-- begin Excerpted data --
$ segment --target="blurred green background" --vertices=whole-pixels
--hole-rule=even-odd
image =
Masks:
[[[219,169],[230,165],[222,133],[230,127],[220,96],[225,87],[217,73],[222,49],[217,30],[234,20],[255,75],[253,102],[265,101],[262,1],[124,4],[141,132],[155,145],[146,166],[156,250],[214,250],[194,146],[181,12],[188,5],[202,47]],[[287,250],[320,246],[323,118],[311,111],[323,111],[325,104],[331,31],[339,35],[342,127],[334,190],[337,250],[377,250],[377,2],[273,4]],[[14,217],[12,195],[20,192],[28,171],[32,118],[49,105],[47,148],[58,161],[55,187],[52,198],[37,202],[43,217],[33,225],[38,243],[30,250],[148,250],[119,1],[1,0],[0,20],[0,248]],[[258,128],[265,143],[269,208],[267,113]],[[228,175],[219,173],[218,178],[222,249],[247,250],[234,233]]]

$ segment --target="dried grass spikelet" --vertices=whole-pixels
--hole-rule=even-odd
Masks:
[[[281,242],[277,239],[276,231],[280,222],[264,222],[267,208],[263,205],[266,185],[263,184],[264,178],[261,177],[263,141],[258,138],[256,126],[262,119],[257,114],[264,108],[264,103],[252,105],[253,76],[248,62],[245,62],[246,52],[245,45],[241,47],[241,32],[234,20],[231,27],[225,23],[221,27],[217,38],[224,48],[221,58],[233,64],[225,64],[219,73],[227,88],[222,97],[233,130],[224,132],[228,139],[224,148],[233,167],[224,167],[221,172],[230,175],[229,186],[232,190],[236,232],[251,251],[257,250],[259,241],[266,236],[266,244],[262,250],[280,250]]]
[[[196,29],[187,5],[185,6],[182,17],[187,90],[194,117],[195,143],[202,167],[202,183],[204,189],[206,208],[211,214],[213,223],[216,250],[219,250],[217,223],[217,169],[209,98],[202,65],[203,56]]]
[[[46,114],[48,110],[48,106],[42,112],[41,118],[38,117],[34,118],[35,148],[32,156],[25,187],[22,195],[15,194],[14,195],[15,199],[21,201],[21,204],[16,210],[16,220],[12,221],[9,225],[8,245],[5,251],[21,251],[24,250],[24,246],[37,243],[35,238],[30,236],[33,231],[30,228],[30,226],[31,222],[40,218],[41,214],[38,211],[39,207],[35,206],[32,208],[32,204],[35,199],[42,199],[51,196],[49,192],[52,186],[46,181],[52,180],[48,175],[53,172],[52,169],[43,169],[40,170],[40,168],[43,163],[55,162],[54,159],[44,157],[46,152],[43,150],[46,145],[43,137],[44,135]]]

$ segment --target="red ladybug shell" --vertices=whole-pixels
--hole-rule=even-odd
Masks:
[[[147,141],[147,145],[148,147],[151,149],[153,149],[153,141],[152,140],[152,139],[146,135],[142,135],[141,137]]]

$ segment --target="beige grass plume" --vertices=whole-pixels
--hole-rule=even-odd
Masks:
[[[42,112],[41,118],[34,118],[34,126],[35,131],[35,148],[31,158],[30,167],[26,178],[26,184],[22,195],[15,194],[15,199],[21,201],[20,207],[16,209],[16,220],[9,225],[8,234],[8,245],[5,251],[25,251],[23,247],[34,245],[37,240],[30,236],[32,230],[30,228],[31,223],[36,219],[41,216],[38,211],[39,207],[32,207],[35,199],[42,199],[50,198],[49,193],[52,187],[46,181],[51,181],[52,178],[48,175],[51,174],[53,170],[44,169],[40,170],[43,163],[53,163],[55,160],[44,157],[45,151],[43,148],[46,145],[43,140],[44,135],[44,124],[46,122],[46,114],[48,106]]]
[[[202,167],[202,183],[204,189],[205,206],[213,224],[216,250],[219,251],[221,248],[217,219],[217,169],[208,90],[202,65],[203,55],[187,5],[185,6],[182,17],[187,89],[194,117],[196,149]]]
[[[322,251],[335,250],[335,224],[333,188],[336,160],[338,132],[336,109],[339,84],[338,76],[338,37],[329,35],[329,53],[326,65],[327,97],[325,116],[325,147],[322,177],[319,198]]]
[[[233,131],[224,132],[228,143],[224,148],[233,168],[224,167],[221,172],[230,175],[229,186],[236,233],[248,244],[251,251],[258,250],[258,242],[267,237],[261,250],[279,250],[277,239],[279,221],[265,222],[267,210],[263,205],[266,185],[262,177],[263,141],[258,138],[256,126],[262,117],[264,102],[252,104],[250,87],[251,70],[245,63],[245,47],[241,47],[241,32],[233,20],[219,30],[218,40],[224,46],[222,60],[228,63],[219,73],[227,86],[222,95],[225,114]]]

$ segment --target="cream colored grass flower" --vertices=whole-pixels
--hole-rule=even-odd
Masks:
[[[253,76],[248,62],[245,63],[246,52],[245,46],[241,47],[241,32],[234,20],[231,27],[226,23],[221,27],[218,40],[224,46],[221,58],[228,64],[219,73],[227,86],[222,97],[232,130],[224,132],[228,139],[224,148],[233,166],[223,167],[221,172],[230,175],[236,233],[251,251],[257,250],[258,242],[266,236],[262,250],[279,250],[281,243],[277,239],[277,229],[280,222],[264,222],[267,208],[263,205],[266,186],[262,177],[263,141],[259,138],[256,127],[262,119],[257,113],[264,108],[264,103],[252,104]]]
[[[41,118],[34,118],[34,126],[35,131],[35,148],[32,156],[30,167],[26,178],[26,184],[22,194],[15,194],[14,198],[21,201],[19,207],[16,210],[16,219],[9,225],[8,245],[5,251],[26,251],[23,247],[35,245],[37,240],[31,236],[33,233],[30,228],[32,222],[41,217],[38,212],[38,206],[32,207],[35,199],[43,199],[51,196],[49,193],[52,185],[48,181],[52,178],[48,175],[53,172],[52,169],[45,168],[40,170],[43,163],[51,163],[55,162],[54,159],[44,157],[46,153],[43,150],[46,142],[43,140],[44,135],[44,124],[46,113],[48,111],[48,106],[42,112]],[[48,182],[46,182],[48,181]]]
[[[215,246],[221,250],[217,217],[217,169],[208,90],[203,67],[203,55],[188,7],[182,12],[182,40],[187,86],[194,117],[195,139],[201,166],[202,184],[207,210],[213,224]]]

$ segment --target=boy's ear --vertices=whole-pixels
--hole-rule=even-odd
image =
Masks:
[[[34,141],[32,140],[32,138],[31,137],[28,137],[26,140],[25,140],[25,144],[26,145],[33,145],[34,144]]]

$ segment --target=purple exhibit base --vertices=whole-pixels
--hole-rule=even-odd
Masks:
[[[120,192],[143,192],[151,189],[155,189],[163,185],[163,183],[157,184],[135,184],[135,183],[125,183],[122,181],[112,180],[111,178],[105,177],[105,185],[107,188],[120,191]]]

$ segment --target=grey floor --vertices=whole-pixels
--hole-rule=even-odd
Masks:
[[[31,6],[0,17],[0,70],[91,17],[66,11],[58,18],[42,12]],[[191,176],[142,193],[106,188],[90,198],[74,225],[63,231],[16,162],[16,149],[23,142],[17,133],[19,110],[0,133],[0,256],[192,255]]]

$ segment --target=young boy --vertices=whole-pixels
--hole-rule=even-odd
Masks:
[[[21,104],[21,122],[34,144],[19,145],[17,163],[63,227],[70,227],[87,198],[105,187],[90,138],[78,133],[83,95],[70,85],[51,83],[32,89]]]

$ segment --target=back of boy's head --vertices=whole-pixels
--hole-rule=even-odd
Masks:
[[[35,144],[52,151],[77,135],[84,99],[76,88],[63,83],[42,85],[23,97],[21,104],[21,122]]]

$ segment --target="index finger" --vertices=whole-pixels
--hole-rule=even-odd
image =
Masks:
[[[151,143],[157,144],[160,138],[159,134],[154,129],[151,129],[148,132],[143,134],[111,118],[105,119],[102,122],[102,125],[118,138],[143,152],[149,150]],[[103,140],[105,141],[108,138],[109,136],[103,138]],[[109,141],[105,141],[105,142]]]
-- end Excerpted data --
Task details
Convert the listing above into a two-column CSV with the header command,masks. Write one row for each $ segment call, with the call in the command column and its masks in the masks column. Put each field in double quotes and replace line breaks with spaces.

Solution to this exercise
command,masks
"$ segment --target=""blurred green background"" --vertices=whole-pixels --hole-rule=even-odd image = Masks:","[[[219,169],[230,165],[222,133],[230,127],[220,96],[225,87],[217,73],[222,49],[217,30],[234,20],[255,75],[253,102],[265,101],[262,1],[124,4],[141,132],[155,145],[146,166],[156,250],[214,250],[194,146],[181,12],[188,5],[202,47]],[[287,250],[320,246],[323,118],[311,111],[323,111],[325,104],[331,31],[339,35],[342,127],[334,190],[337,250],[377,250],[377,2],[273,4]],[[14,217],[12,195],[20,192],[28,171],[32,118],[49,105],[47,148],[58,161],[55,187],[52,198],[37,202],[43,217],[33,225],[38,243],[30,250],[148,250],[119,1],[1,0],[0,20],[0,248]],[[258,128],[265,143],[269,208],[267,113]],[[228,175],[219,173],[218,178],[222,249],[247,250],[234,233]]]"
"$ segment --target=""dried grass spikelet"" --vertices=whole-pixels --hole-rule=even-odd Masks:","[[[281,242],[277,239],[276,231],[280,222],[264,222],[267,208],[263,205],[266,185],[263,184],[264,178],[261,177],[263,141],[258,138],[256,126],[262,119],[257,114],[264,108],[264,103],[252,105],[253,76],[248,62],[245,62],[246,52],[245,45],[241,47],[241,32],[234,20],[231,27],[225,23],[221,27],[217,38],[224,48],[221,58],[233,64],[225,64],[219,73],[227,88],[222,97],[233,130],[224,132],[228,139],[224,148],[233,167],[224,167],[221,172],[230,175],[229,186],[232,190],[236,232],[251,251],[257,250],[259,241],[266,236],[266,244],[262,250],[280,250]]] [[[196,29],[187,5],[185,6],[182,17],[187,90],[194,117],[195,143],[202,167],[202,183],[204,189],[206,208],[211,214],[213,223],[216,250],[219,250],[217,223],[217,169],[209,98],[202,65],[203,56]]] [[[46,114],[48,110],[48,106],[42,112],[41,118],[38,117],[34,118],[35,148],[32,156],[25,187],[22,195],[15,194],[14,195],[15,199],[21,201],[21,204],[16,210],[16,220],[12,221],[9,225],[8,245],[5,251],[21,251],[24,250],[24,246],[37,243],[35,238],[30,236],[33,231],[30,228],[30,226],[31,222],[40,218],[41,214],[38,211],[39,207],[35,206],[32,208],[32,204],[35,199],[42,199],[51,196],[49,192],[52,186],[46,181],[52,180],[48,175],[53,172],[52,169],[43,169],[40,170],[40,168],[43,163],[55,162],[54,159],[44,157],[46,152],[43,150],[46,145],[43,137],[44,135]]]"
"$ segment --target=""red ladybug shell"" --vertices=whole-pixels --hole-rule=even-odd Masks:","[[[147,141],[147,145],[148,147],[151,149],[153,149],[153,141],[152,140],[152,139],[146,135],[142,135],[141,137]]]"
"$ segment --target=""beige grass plume"" --vertices=whole-pixels --hole-rule=even-odd Masks:","[[[42,112],[41,118],[34,118],[34,126],[35,131],[35,148],[31,158],[30,167],[26,178],[26,184],[22,195],[15,194],[15,199],[21,201],[20,207],[16,209],[16,220],[9,225],[8,234],[8,245],[5,251],[25,251],[23,247],[34,245],[37,240],[30,236],[32,230],[30,228],[31,223],[36,219],[41,216],[38,211],[39,207],[32,207],[35,199],[42,199],[50,198],[49,193],[52,187],[46,181],[51,181],[52,178],[48,175],[51,174],[53,170],[44,169],[40,170],[43,163],[53,163],[55,160],[44,157],[45,151],[43,148],[46,145],[43,140],[44,135],[44,124],[46,122],[46,114],[48,106]]] [[[202,167],[202,183],[204,189],[205,206],[213,224],[216,250],[219,251],[221,248],[217,219],[217,169],[208,90],[202,65],[203,55],[187,5],[185,6],[182,17],[187,89],[194,117],[196,149]]] [[[322,251],[335,250],[335,224],[333,188],[336,160],[338,132],[336,109],[339,84],[338,76],[338,37],[329,35],[329,53],[326,65],[327,97],[325,116],[325,147],[322,177],[319,198]]] [[[233,131],[224,132],[228,143],[224,148],[233,168],[224,167],[221,172],[230,175],[229,186],[236,233],[248,244],[251,251],[258,250],[258,242],[267,237],[261,250],[279,250],[277,239],[279,221],[265,222],[267,210],[263,205],[266,185],[262,177],[263,141],[258,138],[256,126],[262,117],[264,102],[252,104],[250,87],[251,70],[245,63],[245,47],[241,47],[241,32],[233,20],[219,30],[218,40],[224,46],[222,60],[228,63],[219,73],[227,86],[222,95],[225,114]]]"
"$ segment --target=""cream colored grass flower"" --vertices=whole-pixels --hole-rule=even-odd Masks:","[[[253,76],[248,62],[245,63],[246,52],[245,46],[241,47],[241,32],[234,20],[231,27],[226,23],[221,27],[218,40],[224,46],[221,58],[228,64],[219,73],[227,86],[222,97],[232,130],[224,132],[228,139],[224,148],[233,166],[223,167],[221,172],[230,175],[236,233],[251,251],[257,250],[258,242],[266,236],[262,250],[279,250],[281,243],[277,239],[277,229],[280,222],[264,222],[267,208],[263,205],[266,186],[262,177],[263,141],[259,138],[256,127],[262,119],[257,113],[264,108],[264,103],[252,104]]] [[[41,118],[34,118],[34,126],[35,131],[35,148],[32,156],[30,167],[26,178],[26,184],[22,194],[15,194],[14,198],[21,201],[19,207],[16,210],[16,219],[9,225],[8,245],[5,251],[26,251],[23,247],[35,245],[37,240],[31,236],[33,233],[30,228],[32,222],[41,217],[38,212],[38,206],[32,207],[35,199],[43,199],[51,196],[49,193],[52,185],[48,181],[52,178],[48,175],[53,172],[52,169],[45,168],[40,170],[43,163],[51,163],[55,162],[54,159],[44,157],[46,153],[43,150],[46,142],[43,140],[44,135],[44,124],[46,113],[48,111],[48,106],[42,112]],[[48,182],[46,182],[48,181]]] [[[215,246],[221,250],[217,217],[217,169],[208,90],[203,67],[203,55],[188,7],[182,12],[182,40],[187,86],[194,117],[195,139],[201,166],[202,184],[207,210],[213,224]]]"
"$ segment --target=boy's ear --vertices=whole-pixels --hole-rule=even-odd image = Masks:","[[[34,141],[32,140],[32,138],[31,137],[28,137],[26,140],[25,140],[25,144],[26,145],[33,145],[34,144]]]"
"$ segment --target=purple exhibit base --vertices=whole-pixels --hole-rule=even-odd Masks:","[[[120,192],[143,192],[151,189],[155,189],[163,185],[163,183],[157,184],[135,184],[135,183],[125,183],[122,181],[112,180],[111,178],[105,177],[105,185],[107,188],[120,191]]]"
"$ segment --target=grey floor --vertices=whole-pixels --hole-rule=even-odd Masks:","[[[31,6],[0,17],[0,70],[91,17],[66,11],[58,18],[42,12]],[[191,176],[142,193],[106,188],[90,198],[74,225],[63,231],[16,162],[16,149],[23,142],[17,133],[19,110],[0,133],[0,256],[192,255]]]"
"$ segment --target=young boy --vertices=whole-pixels --hole-rule=even-odd Masks:","[[[21,104],[21,122],[34,144],[19,145],[17,163],[63,227],[70,227],[87,198],[105,187],[90,138],[78,133],[83,95],[70,85],[51,83],[32,89]]]"
"$ segment --target=back of boy's head --vertices=whole-pixels --hole-rule=even-odd Masks:","[[[35,144],[52,151],[77,135],[84,99],[76,88],[63,83],[42,85],[23,97],[21,104],[21,122]]]"
"$ segment --target=""index finger"" --vertices=whole-pixels --hole-rule=even-odd image = Masks:","[[[151,143],[157,144],[160,138],[159,134],[154,129],[151,129],[148,132],[143,134],[111,118],[105,119],[102,122],[102,125],[118,138],[143,152],[149,150]],[[103,140],[105,141],[108,138],[109,136],[103,138]],[[109,141],[105,141],[105,142]]]"